TCC - Trabalhando com Consciência.
~* Nesta espécie de coluna, apresentarei alguns capítulos de minha monografia - Aplicação de Medidas Socioeducativas em Adultos em Conflito com a Lei, apresentada para obtenção do grau em Bacharel em Direito pela Unicuritiba em 2015. O seguinte trabalho aborda e apresenta um novo modo de analisar o sistema penal e carcerário brasileiro, trazendo alternativas ao modelo penal atual.
Na postagem de hoje, dissertarei sobre a nossa querida Constituição Federal. Uma homenagem à ela, tendo em vista que ultimamente a mesma parece ter sido deixada em escanteio pelos nossos jogadores jurídicos e parlamentares.
[Cap. 2] DA CONSTITUIÇÃO FEDERAL:
2.1 – CONCEITO:
O autor José Afonso da Silva[1] resume o conceito de Constituição Federal como uma lei fundamental, que determina a organização dos elementos essenciais do Estado: um sistema de normas jurídicas que regula a sua forma, a forma de governo, o modo de aquisição e o exercício de poder, o estabelecimento de seus órgãos, os limites de sua ação, os direitos fundamentais do homem e as respectivas garantias. Em síntese, a constituição, nas palavras deste autor, “é o conjunto de normas que organiza os elementos constitutivos do Estado[2]”.
Inocêncio Mártires Coelho, um dos autores do livro Curso de Direito Constitucional[3], afirma, porém, que não há opinião dominante sobre o conceito de Constituição e que a teoria do Direito Constitucional ainda está engatinhando para uma formação definitiva.
O autor elenca as principais teorias constitucionais da atualidade, as quais seguem bastante resumidas a seguir: (1) Constituição como garantia do status quo econômico e social – como instrumento democrático e social de garantias e direitos do homem; (2) Constituição como instrumento de governo – sendo, neste caso, uma lei processual, cujo texto estabelece competências e definem limites para a ação política do Estado; (3) Constituição como processo público; (4) Constituição como ordem fundamental e programa de ação que identifica uma ordem político e social e seu processo de realização – a norma fundamental em que se projeta e se realiza uma sociedade. A Constituição, segundo esta teoria, é a norma fundamental ordenadora da vida social, que fixa limites às tarefas da comunidade e representa a unidade sociopolítica da sociedade; (5) Constituição como programa de integração e representação nacionais; (6) Como legitimação do poder soberano, segundo a ideia de Direito – nas palavras de Burdeau, a constituição é o estatuto do poder, é a criadora do Estado de Direito; (7) Como ordem jurídica fundamental, material e aberta, de determinada comunidade - Hesse[4] afirma que a Constituição deve ser entendida como “ordem jurídica fundamental de uma comunidade ou plano estrutural para a conformação jurídica de uma comunidade, segundo certos princípios fundamentais”, sendo que isto apenas é possível, pois a Lei Fundamental – ordem jurídica fundamental:
1. Fixa os princípios diretores segundo os quais se deve formar a unidade política e desenvolver as tarefas estatais; 2. Define os procedimentos para a solução de conflitos no interior da comunidade; 3. Disciplina a organização e o processo de formação da unidade política e da atuação estatal; 4. Cria bases e determina os princípios da ordem jurídica global.[5]
Existem, além destas, muitas outras teorias sobre um conceito genérico e abstrato sobre constituição, as quais buscam abranger a maioria das Cartas Políticas de que se tem conhecimento até hoje.

O pedido: Reproduza fielmente o trecho do artigo sobre a Constituição Federal que vai de "Inocêncio Mártires Coelho, um" até "uma formação definitiva.", com essas palavras incluídas.

Dados extraídos:
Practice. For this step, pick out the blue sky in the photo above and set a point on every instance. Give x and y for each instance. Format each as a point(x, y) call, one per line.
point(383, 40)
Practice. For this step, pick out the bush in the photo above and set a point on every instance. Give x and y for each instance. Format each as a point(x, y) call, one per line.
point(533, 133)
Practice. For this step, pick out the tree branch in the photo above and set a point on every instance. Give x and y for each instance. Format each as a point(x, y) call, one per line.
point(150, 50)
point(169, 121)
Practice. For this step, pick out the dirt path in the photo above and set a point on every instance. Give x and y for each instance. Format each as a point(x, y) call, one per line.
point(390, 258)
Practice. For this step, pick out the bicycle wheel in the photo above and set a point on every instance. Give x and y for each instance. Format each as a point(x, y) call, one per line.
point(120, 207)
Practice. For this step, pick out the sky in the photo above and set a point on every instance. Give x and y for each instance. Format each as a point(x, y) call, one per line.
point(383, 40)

A resposta:
Inocêncio Mártires Coelho, um dos autores do livro Curso de Direito Constitucional[3], afirma, porém, que não há opinião dominante sobre o conceito de Constituição e que a teoria do Direito Constitucional ainda está engatinhando para uma formação definitiva.